• **Data shown**
——

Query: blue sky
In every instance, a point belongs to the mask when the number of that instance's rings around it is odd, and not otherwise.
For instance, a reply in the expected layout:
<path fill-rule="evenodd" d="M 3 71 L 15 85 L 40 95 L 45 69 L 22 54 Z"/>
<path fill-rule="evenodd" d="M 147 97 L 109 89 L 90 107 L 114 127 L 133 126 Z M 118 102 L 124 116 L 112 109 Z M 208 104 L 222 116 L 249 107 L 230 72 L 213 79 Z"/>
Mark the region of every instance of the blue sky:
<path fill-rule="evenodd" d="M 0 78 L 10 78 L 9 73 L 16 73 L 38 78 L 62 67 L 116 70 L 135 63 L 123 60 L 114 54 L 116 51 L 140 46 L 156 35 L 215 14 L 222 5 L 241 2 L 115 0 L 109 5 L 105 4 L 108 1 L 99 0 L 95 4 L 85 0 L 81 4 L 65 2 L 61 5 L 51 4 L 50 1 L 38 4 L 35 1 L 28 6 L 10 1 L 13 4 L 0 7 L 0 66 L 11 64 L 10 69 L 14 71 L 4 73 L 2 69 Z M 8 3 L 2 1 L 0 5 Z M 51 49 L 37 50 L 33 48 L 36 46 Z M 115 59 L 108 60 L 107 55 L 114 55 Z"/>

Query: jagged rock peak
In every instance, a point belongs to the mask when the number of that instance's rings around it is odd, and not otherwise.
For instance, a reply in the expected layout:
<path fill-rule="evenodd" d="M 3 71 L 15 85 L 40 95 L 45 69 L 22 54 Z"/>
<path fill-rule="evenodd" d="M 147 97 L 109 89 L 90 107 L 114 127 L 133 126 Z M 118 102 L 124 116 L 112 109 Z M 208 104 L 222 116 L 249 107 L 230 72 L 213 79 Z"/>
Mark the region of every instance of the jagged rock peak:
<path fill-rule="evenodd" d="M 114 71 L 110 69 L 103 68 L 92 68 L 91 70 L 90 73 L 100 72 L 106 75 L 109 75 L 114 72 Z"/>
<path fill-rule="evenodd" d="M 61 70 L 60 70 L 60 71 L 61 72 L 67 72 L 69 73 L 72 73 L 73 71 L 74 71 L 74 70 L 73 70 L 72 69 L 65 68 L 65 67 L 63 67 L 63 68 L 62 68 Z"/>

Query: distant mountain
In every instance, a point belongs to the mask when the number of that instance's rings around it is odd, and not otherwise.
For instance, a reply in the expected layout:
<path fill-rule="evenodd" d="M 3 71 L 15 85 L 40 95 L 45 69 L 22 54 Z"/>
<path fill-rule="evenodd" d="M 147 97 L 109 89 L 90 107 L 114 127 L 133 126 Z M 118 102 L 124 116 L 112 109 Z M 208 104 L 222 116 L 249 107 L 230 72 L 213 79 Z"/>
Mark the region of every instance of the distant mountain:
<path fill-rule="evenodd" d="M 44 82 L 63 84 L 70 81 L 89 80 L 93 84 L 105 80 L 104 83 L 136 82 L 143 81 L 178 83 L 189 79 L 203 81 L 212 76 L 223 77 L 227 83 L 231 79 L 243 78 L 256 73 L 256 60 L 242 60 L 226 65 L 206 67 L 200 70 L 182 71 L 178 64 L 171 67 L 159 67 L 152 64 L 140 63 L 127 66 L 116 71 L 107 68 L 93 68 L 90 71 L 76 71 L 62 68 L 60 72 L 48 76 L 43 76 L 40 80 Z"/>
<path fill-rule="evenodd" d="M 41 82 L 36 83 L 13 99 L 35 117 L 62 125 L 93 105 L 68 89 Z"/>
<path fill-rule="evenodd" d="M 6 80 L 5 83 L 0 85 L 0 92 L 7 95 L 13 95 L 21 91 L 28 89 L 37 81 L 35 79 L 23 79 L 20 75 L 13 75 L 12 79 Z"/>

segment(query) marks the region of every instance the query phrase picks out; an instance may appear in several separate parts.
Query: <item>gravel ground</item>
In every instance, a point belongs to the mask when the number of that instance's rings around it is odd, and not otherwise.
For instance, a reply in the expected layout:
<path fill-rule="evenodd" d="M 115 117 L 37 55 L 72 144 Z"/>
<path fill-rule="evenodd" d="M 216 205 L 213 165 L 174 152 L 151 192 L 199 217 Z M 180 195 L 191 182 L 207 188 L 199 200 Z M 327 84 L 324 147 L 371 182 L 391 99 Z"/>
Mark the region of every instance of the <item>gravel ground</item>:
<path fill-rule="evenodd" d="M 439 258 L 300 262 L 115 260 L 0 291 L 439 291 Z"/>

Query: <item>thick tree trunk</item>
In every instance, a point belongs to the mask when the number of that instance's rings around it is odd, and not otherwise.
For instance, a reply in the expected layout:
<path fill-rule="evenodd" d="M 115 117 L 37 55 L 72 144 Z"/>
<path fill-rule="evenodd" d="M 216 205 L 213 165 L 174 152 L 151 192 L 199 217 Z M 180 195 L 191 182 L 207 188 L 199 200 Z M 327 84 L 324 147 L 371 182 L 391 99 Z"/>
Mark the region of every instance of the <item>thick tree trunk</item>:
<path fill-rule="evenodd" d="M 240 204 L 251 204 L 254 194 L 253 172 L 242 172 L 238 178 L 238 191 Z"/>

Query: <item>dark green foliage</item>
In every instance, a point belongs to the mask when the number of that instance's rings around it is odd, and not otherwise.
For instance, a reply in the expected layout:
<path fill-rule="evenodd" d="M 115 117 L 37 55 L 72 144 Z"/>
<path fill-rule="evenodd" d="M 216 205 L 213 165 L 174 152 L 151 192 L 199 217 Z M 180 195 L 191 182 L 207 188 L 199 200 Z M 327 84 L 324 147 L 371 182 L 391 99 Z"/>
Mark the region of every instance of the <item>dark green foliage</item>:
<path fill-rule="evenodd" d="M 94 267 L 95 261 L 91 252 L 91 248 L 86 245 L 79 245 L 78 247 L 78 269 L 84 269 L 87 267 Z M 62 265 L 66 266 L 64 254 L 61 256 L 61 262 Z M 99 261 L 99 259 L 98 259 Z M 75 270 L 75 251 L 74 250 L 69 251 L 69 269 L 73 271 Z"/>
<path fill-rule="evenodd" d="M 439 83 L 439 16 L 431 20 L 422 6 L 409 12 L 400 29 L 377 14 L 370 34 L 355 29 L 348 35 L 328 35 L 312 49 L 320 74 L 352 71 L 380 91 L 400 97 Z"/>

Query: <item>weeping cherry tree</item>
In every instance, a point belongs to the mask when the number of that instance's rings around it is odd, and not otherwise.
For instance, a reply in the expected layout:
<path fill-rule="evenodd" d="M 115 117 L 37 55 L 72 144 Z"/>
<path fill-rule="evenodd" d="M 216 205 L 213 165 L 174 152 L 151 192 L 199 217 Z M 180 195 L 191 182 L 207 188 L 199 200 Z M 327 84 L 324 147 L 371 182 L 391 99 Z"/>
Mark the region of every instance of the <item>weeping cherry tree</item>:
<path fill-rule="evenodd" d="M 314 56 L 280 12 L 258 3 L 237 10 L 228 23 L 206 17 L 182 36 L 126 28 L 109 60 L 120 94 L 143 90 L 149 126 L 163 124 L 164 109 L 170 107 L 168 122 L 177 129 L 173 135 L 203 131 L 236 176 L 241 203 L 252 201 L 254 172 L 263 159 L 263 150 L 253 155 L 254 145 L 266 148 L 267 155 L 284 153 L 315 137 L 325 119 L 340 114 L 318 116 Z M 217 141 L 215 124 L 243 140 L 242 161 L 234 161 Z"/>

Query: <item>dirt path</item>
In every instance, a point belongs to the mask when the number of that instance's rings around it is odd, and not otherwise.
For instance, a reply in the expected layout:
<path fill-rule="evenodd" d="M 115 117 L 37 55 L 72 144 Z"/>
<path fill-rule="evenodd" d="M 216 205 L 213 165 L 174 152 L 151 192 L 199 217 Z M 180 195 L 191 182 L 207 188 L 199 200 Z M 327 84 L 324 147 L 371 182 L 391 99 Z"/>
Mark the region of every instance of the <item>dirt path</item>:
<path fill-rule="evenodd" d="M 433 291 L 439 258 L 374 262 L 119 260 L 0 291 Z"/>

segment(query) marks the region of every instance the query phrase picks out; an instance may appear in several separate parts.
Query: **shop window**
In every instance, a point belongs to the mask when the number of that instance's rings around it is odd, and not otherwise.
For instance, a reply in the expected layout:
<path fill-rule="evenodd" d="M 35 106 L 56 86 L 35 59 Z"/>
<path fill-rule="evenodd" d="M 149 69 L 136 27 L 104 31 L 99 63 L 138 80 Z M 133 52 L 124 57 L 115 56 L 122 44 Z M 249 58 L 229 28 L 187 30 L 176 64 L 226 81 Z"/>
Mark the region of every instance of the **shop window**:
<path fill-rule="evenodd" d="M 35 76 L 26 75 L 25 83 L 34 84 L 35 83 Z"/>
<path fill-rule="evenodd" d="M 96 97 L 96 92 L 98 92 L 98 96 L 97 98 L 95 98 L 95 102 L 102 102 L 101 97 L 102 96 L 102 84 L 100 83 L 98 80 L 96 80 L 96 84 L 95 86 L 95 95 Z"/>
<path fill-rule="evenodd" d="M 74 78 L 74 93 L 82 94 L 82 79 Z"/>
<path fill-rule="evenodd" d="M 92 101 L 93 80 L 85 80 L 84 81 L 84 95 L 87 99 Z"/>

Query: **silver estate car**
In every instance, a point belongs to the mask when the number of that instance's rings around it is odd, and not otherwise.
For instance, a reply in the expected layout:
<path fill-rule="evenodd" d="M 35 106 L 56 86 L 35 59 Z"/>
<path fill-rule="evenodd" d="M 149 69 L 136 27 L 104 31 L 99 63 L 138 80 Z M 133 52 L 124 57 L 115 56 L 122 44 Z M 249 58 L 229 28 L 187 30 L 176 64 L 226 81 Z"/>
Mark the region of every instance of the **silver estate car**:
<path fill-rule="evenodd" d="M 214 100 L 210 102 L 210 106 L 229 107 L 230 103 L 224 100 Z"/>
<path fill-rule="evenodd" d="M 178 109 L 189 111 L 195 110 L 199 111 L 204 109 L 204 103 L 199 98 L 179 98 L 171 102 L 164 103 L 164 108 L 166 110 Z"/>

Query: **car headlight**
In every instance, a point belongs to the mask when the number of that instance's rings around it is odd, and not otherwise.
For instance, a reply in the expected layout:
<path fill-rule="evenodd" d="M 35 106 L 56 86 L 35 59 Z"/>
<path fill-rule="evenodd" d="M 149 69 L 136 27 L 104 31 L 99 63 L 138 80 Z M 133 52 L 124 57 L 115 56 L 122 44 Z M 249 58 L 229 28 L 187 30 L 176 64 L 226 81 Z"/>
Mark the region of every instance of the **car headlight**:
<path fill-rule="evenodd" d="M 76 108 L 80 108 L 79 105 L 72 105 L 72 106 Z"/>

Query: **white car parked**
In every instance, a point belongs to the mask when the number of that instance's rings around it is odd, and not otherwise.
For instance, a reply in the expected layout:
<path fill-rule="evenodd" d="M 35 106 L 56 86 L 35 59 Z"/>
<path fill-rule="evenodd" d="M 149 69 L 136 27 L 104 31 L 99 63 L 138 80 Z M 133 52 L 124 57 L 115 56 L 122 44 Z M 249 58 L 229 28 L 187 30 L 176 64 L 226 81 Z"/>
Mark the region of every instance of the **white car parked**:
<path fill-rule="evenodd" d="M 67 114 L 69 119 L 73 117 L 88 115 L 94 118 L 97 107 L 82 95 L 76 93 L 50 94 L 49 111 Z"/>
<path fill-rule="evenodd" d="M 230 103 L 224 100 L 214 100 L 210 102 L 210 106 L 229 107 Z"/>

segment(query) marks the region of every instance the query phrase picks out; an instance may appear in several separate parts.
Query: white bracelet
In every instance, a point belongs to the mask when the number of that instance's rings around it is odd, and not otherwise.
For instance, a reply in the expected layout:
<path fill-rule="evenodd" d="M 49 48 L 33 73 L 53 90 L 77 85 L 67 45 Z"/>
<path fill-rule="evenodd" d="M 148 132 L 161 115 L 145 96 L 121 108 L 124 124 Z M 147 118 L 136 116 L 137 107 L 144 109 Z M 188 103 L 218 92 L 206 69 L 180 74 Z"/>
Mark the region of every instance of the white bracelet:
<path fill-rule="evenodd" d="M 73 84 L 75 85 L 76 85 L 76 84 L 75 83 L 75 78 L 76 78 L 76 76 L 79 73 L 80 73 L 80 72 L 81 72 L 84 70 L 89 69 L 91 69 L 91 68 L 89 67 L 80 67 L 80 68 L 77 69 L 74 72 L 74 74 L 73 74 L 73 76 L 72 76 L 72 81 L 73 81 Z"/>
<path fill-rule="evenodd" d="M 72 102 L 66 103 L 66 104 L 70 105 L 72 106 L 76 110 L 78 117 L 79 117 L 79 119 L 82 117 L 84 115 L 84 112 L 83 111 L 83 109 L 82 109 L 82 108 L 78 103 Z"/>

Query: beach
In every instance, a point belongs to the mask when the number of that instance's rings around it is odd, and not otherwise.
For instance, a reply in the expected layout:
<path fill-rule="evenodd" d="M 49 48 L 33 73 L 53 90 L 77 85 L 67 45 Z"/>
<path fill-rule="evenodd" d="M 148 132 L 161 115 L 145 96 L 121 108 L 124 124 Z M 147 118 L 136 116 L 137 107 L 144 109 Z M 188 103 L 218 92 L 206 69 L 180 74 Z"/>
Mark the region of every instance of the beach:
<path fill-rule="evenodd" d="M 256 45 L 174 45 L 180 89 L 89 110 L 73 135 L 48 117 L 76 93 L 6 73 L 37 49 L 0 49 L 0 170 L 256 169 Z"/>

——

• **Exercise aim**
Render the lines of the listing starting at the line that contains "Query: distant mountain" and ending at the line that contains "6 80 L 5 83" as a JSON list of strings, with one string per line and blank lines left out.

• **Task solution**
[
  "Query: distant mountain",
  "In every instance, a point belongs to the mask when the number of that instance's rings around it is odd, and not otherwise.",
  "For instance, a reply in the expected layout:",
  "<path fill-rule=\"evenodd\" d=\"M 3 71 L 15 85 L 40 95 L 45 69 L 22 54 Z\"/>",
  "<path fill-rule=\"evenodd\" d=\"M 147 97 L 109 89 L 90 107 L 114 127 L 133 126 Z M 118 102 L 124 116 L 112 109 Z M 208 104 L 222 116 L 249 107 L 230 72 L 213 79 Z\"/>",
  "Mark the region of every instance of the distant mountain:",
  "<path fill-rule=\"evenodd\" d=\"M 44 82 L 63 84 L 70 81 L 89 80 L 93 84 L 105 80 L 104 83 L 136 82 L 143 81 L 178 83 L 189 79 L 203 81 L 212 76 L 223 77 L 227 83 L 231 79 L 243 78 L 256 73 L 256 60 L 242 60 L 226 65 L 206 67 L 200 70 L 182 71 L 178 64 L 171 67 L 159 67 L 152 64 L 140 63 L 127 66 L 116 71 L 107 68 L 93 68 L 90 71 L 76 71 L 62 68 L 60 72 L 48 76 L 43 76 L 40 80 Z\"/>",
  "<path fill-rule=\"evenodd\" d=\"M 41 82 L 36 83 L 13 99 L 35 117 L 62 125 L 93 105 L 68 89 Z\"/>",
  "<path fill-rule=\"evenodd\" d=\"M 6 80 L 5 83 L 0 85 L 0 92 L 7 95 L 13 95 L 21 91 L 28 89 L 37 81 L 35 79 L 23 79 L 20 75 L 13 75 L 12 79 Z\"/>"
]